_Document passage_

# auto body shop classification?



## pwood (May 3, 2010)

what occupancy  is an auto body shop with listed spray booth? were talking welding ,torches, etc... the spray booth has fire a suppression system. i am still struggling with the ibc and their classifications as it would have been an H in the ubc.


----------



## Coug Dad (May 3, 2010)

S-1 if the quantities of hazardous materials is less than the exempt.  See Section 311.2


----------



## Alias (May 3, 2010)

pwood said:
			
		

> what occupancy is an auto body shop with listed spray booth? were talking welding ,torches, etc... the spray booth has fire a suppression system. i am still struggling with the ibc and their classifications as it would have been an H in the ubc.


pwood -

CBC Section 307.1(1) & 307.1(2) refer you over to control areas that are covered in 414.2 plus the California Fire Code.

I had a 600 sq. ft. spray booth about a dozen years ago and classed it as a H-3. FM at the time agreed.

Sue, where the west still lives!


----------



## pwood (May 3, 2010)

thanks for the replies. use to be a one hour seperation was  required between h-4 repair garage,s-3 auto repair garage and b or m occupancies. what happened? is this one of those dumb down safety deals?

_Data supplied_
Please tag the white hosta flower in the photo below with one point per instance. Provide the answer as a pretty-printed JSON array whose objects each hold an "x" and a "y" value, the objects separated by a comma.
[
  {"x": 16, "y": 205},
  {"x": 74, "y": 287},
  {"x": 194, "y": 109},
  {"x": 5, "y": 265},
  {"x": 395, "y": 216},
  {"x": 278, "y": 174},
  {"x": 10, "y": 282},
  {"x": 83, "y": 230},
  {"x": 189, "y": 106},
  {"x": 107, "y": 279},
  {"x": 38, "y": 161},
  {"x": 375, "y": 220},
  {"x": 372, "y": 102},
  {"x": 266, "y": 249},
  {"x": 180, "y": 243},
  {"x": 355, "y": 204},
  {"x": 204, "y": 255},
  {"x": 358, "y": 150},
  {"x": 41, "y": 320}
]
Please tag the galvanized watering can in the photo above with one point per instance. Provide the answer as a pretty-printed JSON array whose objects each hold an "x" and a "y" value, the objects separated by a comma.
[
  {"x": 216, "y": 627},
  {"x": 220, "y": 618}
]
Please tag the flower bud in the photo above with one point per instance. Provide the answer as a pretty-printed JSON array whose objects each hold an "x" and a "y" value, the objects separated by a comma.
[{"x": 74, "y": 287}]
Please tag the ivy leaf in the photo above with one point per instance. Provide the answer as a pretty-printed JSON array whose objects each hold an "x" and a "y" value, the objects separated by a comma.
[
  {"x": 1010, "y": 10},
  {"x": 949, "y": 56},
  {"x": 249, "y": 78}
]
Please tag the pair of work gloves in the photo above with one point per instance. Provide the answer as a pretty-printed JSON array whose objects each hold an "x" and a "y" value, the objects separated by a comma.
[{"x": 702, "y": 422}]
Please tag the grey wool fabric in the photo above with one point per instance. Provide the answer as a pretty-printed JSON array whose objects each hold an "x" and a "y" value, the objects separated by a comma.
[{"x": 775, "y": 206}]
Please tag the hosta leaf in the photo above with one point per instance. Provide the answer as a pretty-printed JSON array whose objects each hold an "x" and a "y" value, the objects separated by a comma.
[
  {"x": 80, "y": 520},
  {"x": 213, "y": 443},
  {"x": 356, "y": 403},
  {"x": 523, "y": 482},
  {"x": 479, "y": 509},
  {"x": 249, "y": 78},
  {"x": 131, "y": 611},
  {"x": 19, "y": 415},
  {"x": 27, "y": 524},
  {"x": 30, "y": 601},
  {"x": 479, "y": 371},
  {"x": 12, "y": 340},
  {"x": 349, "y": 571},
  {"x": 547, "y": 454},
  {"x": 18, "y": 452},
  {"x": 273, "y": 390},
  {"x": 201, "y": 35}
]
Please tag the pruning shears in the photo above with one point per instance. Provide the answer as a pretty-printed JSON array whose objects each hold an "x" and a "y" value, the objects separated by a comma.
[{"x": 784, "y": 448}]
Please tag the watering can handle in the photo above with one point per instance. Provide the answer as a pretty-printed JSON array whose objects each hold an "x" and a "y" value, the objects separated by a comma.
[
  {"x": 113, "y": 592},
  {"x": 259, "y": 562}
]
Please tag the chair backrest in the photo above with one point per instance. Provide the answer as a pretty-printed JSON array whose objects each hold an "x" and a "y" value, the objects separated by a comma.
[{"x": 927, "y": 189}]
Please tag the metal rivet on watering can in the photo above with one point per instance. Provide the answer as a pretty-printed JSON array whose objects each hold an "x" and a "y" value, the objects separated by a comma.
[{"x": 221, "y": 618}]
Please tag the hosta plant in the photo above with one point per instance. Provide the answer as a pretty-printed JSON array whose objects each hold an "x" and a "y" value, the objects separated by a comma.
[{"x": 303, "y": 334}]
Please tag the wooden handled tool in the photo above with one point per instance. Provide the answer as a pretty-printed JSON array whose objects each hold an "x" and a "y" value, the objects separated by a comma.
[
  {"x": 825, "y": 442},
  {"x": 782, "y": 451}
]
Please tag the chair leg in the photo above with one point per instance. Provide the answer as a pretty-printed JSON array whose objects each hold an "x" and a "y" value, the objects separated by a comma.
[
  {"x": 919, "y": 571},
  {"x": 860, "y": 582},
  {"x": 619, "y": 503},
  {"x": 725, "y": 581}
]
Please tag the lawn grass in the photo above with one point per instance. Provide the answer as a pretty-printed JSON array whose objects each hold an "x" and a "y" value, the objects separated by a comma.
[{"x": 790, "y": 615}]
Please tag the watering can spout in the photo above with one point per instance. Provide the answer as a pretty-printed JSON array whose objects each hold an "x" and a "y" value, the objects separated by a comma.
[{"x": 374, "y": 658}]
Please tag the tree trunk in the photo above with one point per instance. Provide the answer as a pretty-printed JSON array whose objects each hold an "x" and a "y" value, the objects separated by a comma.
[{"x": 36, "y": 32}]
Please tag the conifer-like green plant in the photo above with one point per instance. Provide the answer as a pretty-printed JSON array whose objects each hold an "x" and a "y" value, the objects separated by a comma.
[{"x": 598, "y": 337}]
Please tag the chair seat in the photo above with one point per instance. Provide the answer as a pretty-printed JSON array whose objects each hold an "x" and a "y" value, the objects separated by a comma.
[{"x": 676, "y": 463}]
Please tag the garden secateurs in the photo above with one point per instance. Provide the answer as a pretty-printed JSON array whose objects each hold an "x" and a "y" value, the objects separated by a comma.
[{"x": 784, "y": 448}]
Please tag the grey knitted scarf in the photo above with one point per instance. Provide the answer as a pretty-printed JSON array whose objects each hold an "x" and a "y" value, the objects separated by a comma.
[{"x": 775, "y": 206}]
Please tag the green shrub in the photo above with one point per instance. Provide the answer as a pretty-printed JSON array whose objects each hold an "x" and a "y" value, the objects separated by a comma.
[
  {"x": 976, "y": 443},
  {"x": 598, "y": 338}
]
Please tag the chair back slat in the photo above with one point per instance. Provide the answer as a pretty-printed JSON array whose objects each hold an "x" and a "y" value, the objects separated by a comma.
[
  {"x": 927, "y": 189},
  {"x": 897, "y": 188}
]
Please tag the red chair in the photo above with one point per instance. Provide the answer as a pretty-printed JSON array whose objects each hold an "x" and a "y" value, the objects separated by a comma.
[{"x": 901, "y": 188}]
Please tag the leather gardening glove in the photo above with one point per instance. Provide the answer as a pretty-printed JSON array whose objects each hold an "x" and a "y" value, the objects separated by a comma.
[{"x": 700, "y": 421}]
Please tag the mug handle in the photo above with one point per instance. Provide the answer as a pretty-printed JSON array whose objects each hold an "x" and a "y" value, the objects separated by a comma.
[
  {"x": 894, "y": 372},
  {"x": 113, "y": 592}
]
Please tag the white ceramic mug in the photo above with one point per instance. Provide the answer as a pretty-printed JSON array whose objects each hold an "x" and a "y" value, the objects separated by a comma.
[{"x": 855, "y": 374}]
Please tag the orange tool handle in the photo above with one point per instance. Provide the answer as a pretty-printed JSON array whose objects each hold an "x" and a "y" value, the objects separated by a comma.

_Set exercise 1_
Condense the paragraph in the auto body shop thread that begins "what occupancy is an auto body shop" into a short bulleted list that keeps its main facts.
_Set exercise 2_
Count the lines in the listing that contain the word "flower".
The auto body shop thread and the listing are unrelated to each other.

_Exercise result 1_
- Question: what occupancy applies to an auto body shop with a listed spray booth?
- Work involves welding, torches and similar activities.
- The spray booth has a fire suppression system.
- The poster is struggling with IBC classifications.
- Under the UBC, it would have been an H occupancy.

_Exercise result 2_
2